# Task prompt
Output the data once more, exactly as given.

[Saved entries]
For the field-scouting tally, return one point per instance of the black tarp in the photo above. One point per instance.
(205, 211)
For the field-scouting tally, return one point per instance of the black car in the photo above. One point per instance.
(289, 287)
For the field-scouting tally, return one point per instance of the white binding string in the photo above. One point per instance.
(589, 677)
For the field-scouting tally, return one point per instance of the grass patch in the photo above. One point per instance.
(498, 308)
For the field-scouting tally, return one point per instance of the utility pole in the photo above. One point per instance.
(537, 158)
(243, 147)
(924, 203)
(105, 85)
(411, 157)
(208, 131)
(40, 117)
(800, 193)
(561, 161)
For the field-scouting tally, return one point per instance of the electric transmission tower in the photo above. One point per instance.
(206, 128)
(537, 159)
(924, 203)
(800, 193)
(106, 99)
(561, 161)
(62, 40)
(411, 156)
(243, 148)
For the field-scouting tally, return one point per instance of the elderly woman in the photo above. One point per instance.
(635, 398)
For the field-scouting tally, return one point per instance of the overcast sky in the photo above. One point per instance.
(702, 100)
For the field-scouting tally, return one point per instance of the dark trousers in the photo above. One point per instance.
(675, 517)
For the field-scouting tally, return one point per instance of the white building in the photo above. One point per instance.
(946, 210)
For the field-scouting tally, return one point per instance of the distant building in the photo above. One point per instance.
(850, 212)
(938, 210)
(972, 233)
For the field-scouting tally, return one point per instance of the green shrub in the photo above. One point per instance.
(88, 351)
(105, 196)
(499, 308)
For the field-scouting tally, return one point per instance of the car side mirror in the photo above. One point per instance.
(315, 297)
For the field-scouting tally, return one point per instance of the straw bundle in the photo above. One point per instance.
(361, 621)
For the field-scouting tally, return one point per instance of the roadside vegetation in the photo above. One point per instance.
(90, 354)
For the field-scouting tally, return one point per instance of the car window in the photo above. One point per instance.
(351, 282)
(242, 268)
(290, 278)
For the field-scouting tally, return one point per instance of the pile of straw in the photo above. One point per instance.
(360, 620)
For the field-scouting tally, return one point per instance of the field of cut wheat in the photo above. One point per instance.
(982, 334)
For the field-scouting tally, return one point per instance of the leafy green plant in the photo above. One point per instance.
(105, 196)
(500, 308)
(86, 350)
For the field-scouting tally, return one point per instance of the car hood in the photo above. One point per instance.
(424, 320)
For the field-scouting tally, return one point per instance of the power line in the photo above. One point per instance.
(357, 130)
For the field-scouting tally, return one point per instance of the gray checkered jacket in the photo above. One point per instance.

# Task answer
For the field-scouting tally, return one point per instance of the black tarp in the photo above. One point per instance.
(205, 211)
For the field-scouting tally, return one point per instance of the black car in the photo above. One point per instance.
(289, 287)
For the field-scouting tally, return one point per instance of the white binding string in the photo above. One point per instance.
(589, 677)
For the field-scouting tally, return one point per instance of the grass patch in the photo above. One point per instance.
(498, 308)
For the field-scouting tally, return one point per instance of the utility pole in the photo above. One point per instance.
(537, 158)
(243, 147)
(924, 203)
(105, 85)
(411, 157)
(208, 131)
(40, 117)
(800, 193)
(561, 161)
For the field-scouting tally, return one point per instance of the electric transmission tower in the photo above. One point per instance.
(206, 128)
(537, 159)
(924, 203)
(800, 193)
(106, 99)
(561, 161)
(62, 40)
(411, 156)
(243, 148)
For the field-scouting tally, return one point per instance of the elderly woman in the photo above. One point per instance.
(635, 398)
For the field-scouting tally, return one point per instance of the overcast sky in the photo above. One point per instance.
(702, 100)
For the field-scouting tally, return one point per instance of the dark trousers in the photo above. One point per instance.
(675, 517)
For the field-scouting tally, return one point per instance of the white building in the photo above. One point per instance.
(946, 210)
For the field-scouting tally, return one point per instance of the distant building in the photo above. One point per instance.
(850, 212)
(938, 210)
(972, 233)
For the field-scouting tally, return one point per instance of the green shrub in the photo above. One point per instance.
(88, 351)
(105, 196)
(499, 308)
For the field-scouting tally, return one point per instance of the car side mirror in the photo above. One point per instance.
(315, 297)
For the field-scouting tally, return one point per instance of the straw bundle in the photo above. One point per instance.
(361, 621)
For the field-scouting tally, return one point per instance of the roadside vegetation in the photo above. One point per instance.
(90, 354)
For the field-scouting tally, return one point per instance of the car window in the photo above. One point per instance.
(351, 282)
(242, 268)
(290, 278)
For the field-scouting tally, return one point per instance of the pile of straw in the photo above. One point per instance.
(360, 620)
For the field-scouting tally, return one point per instance of the field of cut wheat in the photo above. One point per instance.
(982, 334)
For the field-scouting tally, return one point per instance of the leafy green plant in the photo above. One point per instance.
(105, 196)
(500, 308)
(86, 350)
For the field-scouting tally, return one point per instance of the car hood in the photo above. One point per instance.
(424, 320)
For the field-scouting tally, return one point per instance of the power line in the photo above. One point per instance.
(357, 130)
For the field-scouting tally, return one point per instance of the gray checkered jacket in the photo above. One point per instance.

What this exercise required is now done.